Dataset records on object locations
#####
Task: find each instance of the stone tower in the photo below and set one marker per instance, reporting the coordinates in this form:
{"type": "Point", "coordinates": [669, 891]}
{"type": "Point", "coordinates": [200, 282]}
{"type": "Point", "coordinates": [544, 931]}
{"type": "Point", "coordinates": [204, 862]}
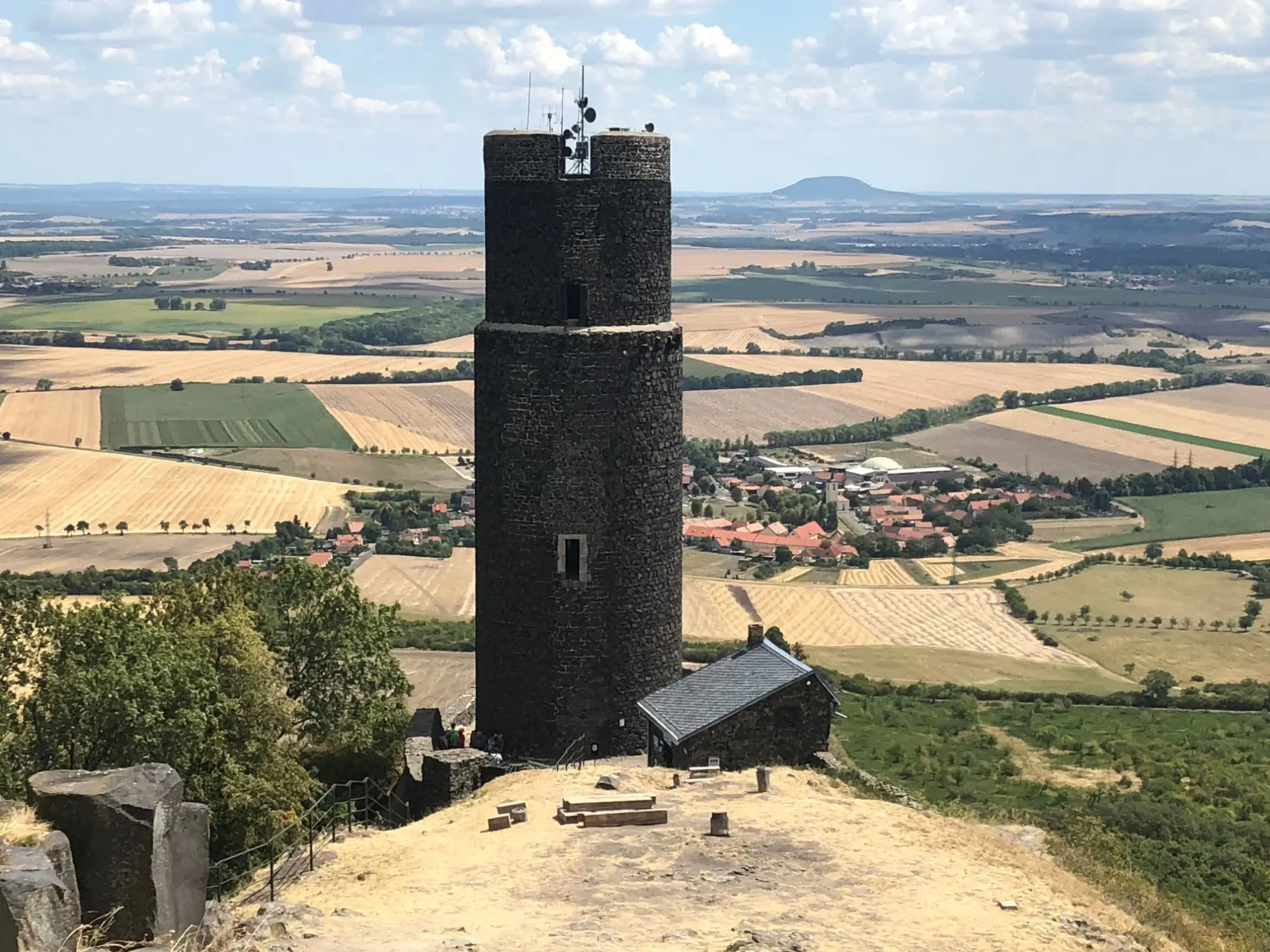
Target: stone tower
{"type": "Point", "coordinates": [580, 427]}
#####
= What to work on =
Convert each line of the material above into a JSON list of strings, one string per line, omitting any blank lines and leaving out the pictures.

= Correct answer =
[
  "Task: find each instance of the stone tower in the photo below and set one marker per instance, reporting the coordinates in this form:",
  "{\"type\": \"Point\", \"coordinates\": [669, 891]}",
  "{\"type\": \"Point\", \"coordinates\": [200, 282]}",
  "{\"type\": \"Point\", \"coordinates\": [544, 931]}",
  "{\"type\": \"Point\", \"coordinates\": [204, 862]}",
  "Target: stone tower",
  "{\"type\": \"Point\", \"coordinates\": [580, 427]}"
]